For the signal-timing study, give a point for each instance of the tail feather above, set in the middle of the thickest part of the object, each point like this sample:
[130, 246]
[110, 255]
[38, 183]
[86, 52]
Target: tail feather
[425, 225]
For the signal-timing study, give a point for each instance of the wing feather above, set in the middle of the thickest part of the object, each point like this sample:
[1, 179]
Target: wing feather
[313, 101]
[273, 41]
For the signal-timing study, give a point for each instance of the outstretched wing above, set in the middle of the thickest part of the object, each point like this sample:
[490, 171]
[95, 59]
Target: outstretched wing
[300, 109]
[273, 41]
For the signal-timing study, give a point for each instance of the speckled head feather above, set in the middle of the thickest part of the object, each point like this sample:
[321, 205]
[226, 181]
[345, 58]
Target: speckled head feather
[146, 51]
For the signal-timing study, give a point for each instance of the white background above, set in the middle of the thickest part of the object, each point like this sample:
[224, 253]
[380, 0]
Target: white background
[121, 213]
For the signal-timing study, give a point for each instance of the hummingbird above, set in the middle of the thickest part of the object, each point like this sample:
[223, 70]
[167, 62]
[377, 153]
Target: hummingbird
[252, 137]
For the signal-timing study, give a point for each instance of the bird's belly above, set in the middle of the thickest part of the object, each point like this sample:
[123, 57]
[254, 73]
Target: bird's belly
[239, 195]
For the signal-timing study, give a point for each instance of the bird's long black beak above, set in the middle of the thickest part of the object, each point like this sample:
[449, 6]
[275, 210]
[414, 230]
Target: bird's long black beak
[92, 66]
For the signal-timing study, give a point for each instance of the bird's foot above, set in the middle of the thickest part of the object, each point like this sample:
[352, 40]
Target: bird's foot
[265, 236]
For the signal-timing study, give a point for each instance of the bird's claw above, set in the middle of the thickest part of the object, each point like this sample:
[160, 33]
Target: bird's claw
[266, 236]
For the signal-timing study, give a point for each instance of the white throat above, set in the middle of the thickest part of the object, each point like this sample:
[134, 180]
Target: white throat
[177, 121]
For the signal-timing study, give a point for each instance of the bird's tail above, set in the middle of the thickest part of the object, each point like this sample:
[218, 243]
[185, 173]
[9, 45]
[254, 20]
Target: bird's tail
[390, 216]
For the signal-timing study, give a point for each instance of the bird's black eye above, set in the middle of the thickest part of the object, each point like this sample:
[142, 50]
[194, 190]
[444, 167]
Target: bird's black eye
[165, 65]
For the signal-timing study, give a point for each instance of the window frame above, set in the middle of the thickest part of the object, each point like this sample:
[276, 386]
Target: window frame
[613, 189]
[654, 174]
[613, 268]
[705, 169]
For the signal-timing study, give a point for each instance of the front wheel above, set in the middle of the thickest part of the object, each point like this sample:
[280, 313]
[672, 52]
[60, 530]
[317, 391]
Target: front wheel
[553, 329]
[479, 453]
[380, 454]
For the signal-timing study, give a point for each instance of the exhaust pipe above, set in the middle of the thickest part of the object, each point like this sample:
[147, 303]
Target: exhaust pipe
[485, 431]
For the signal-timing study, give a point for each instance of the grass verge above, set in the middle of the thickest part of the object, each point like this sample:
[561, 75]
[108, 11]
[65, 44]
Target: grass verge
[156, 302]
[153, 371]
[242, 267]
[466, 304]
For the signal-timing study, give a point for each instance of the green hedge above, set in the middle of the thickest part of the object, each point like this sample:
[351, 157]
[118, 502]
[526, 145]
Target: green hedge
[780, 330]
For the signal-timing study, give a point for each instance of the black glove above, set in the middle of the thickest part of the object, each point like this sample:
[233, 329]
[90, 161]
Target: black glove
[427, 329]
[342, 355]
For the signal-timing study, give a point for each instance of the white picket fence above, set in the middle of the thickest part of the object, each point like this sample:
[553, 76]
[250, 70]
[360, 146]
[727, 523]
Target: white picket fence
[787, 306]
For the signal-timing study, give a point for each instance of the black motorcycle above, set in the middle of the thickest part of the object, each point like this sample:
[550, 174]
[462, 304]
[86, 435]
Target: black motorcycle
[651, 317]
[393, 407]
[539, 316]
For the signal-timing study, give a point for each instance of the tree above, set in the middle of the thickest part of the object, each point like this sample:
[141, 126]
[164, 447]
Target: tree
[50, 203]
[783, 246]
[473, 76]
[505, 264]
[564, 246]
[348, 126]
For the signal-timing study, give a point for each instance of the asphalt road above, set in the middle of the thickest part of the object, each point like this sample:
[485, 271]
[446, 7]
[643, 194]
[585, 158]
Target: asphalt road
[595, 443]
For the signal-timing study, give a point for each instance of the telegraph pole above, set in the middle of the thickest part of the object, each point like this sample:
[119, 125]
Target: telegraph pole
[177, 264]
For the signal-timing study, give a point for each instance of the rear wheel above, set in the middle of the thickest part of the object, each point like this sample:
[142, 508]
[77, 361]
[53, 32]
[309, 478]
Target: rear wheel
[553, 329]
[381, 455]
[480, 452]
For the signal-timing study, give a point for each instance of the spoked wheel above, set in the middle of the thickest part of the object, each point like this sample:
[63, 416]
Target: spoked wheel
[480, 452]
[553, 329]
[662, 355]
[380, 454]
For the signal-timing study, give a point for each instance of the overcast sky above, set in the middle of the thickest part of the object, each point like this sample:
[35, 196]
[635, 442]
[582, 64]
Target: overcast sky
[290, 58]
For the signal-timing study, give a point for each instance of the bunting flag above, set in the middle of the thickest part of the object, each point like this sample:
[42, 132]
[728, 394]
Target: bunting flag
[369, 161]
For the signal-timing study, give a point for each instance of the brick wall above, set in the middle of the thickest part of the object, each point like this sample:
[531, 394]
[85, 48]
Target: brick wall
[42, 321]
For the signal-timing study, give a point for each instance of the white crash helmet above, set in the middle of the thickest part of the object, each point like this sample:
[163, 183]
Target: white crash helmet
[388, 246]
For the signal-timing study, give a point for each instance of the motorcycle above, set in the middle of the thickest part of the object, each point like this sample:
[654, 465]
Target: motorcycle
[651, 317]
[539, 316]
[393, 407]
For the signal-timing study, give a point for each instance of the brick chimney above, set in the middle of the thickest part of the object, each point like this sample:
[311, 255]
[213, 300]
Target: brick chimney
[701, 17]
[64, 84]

# [Task brief]
Return the whole listing exactly, with every line included.

# [Solution to this exercise]
For the signal-timing study, give a point for each instance of the tail feather above, set in the middle of the thickest part of the object, each point like this sample:
[130, 246]
[110, 255]
[38, 183]
[86, 52]
Target: tail feather
[425, 225]
For the signal-timing study, give a point for each instance of the wing feather above, set in the middle of the thickest part of the object, each point like this sample:
[1, 179]
Target: wing feather
[313, 101]
[273, 41]
For the signal-timing study, give a point for each instance of the outstretched wing above, set in the middle of the thickest part of the object, each point like this sample:
[490, 171]
[95, 59]
Target: outstretched wing
[300, 109]
[273, 41]
For the signal-timing study, give a point for each instance of the speckled head feather above, set in the middle of the thickest part of the object, each point like this sample:
[321, 205]
[226, 181]
[345, 58]
Target: speckled head feather
[146, 51]
For the signal-timing study, give a point for each instance of the white background above, set in the middle of the thickest part of the object, each point like this sample:
[224, 253]
[380, 0]
Target: white background
[121, 213]
For the signal-timing study, give a point for each instance of the hummingbird above, set in the middle of the thickest part of the object, each point like this sample:
[223, 70]
[167, 62]
[377, 153]
Target: hummingbird
[252, 137]
For the signal-timing study, give a point for each instance of the bird's belly above, set in the middle of the thickest part of the object, each point like this sample:
[123, 57]
[254, 73]
Target: bird's belly
[239, 195]
For the signal-timing study, give a point for each instance of the bird's long black beak above, set in the middle of the thickest part of the object, each point like this sample:
[449, 6]
[275, 210]
[414, 230]
Target: bird's long black beak
[92, 66]
For the signal-timing study, give a point for each instance of the bird's foot above, set in the middle of the thickest part of the object, each point like this sample:
[352, 40]
Target: bird's foot
[265, 236]
For the signal-timing study, give a point for each instance of the bird's claw above, set in the middle of the thickest part of the object, each point like this sample:
[160, 33]
Target: bird's claw
[266, 236]
For the signal-timing study, give a point for each instance of the white throat above, set in the middle of the thickest part of the object, each point like this sample:
[134, 180]
Target: white throat
[177, 121]
For the signal-timing study, give a point for each instance of the bird's tail above, set in the middle of the thickest part of the object, each point like this sample:
[218, 243]
[185, 173]
[9, 45]
[254, 20]
Target: bird's tail
[390, 216]
For the signal-timing study, give a point for each instance of the bird's black eye above, set in the middle of the thickest part of the object, each point like this sample:
[142, 50]
[194, 190]
[444, 167]
Target: bird's black eye
[165, 65]
For the signal-timing study, give a point for each instance of the window frame above, set in the middle of the thickest part of the object, each point like this sample:
[276, 386]
Target: window frame
[613, 189]
[654, 174]
[613, 268]
[705, 169]
For the signal-timing study, give a point for each instance of the front wheel above, set in the middle of the thickest part of the object, each point like this sample:
[280, 313]
[672, 52]
[60, 530]
[317, 391]
Target: front wheel
[553, 329]
[479, 453]
[380, 454]
For the signal-timing study, give a point for each instance of the exhaust pipe above, set in the middle of the thickest part of the object, each point like this sample:
[147, 303]
Target: exhaust pipe
[485, 431]
For the signal-timing study, give a point for each instance of the grass verge above, set in the middle of the thickest part of the object, each point like this sample:
[561, 75]
[108, 11]
[65, 44]
Target: grass verge
[156, 302]
[153, 371]
[242, 267]
[466, 304]
For the signal-timing study, give a point for each instance of the green hedge above, set in the middle of the thickest part of the object, each point like this sample:
[351, 157]
[118, 502]
[526, 145]
Target: green hedge
[780, 330]
For the signal-timing study, give a point for each instance of the black glove above, set in the middle of the thickest part of the object, each point like this sample:
[233, 329]
[90, 161]
Target: black glove
[427, 329]
[342, 355]
For the signal-timing study, give a point for each instance of the white picket fence above, set in the middle of the thickest part of the object, each point like this sample:
[553, 76]
[250, 70]
[360, 146]
[727, 523]
Target: white picket fence
[787, 306]
For the signal-timing study, give a point for each instance of the black motorcycle above, set in the middle of the thickest part of the object, each point like this sample:
[550, 174]
[462, 304]
[86, 435]
Target: black motorcycle
[651, 317]
[393, 407]
[539, 316]
For the signal-timing study, give a point for each instance of the tree above, set in the middle of the thickest part of the object, each point like this sample:
[141, 126]
[164, 447]
Target: tree
[50, 203]
[783, 246]
[473, 76]
[505, 264]
[564, 246]
[348, 126]
For the signal-timing study, give a point for each instance of the asphalt road above, set in the middle of the thickest part of the object, each point like this sample:
[485, 271]
[446, 7]
[643, 194]
[585, 158]
Target: asphalt road
[595, 443]
For the signal-timing study, give a point for each instance of the telegraph pole above, set in the middle of the thickest part of the object, each point like this sample:
[119, 125]
Target: telegraph pole
[177, 264]
For the signal-timing study, give a point for each instance of the rear wheel above, set in the middle of the thickest part of the object, each point like this sample:
[142, 508]
[77, 361]
[53, 32]
[309, 478]
Target: rear wheel
[553, 329]
[381, 455]
[480, 452]
For the signal-timing study, give a point for each instance of the spoked wheel above, set in the middle of the thickest part of the object, each point like this sample:
[63, 416]
Target: spoked wheel
[480, 452]
[553, 329]
[662, 355]
[380, 454]
For the signal-timing study, give a point for each instance of the overcast sky above, set in the middle of the thickest part of the object, each point like this sample:
[35, 196]
[635, 442]
[582, 64]
Target: overcast sky
[290, 58]
For the signal-timing study, give a point for each instance of the bunting flag above, set in the middle of the thickest part of the object, each point like this sample:
[42, 132]
[728, 394]
Target: bunting flag
[369, 161]
For the signal-timing study, give a point for each instance of the brick wall above, set in the middle of the thickest part of the object, each point like this sample:
[531, 394]
[85, 48]
Target: brick wall
[42, 321]
For the signal-timing study, give a point for each instance of the white crash helmet above, set in the middle of the thickest part of the object, each point like this sample:
[163, 183]
Target: white crash helmet
[388, 246]
For the signal-timing study, give a point for each instance of the motorcycle above, set in the middle of the thickest part of the object, each point like this sample:
[654, 465]
Target: motorcycle
[651, 317]
[539, 316]
[393, 407]
For the signal-timing study, give a point for each instance of the brick chimney above, set in the middle of the thickest part of the object, each point like this sample:
[311, 255]
[213, 300]
Target: brick chimney
[701, 17]
[64, 84]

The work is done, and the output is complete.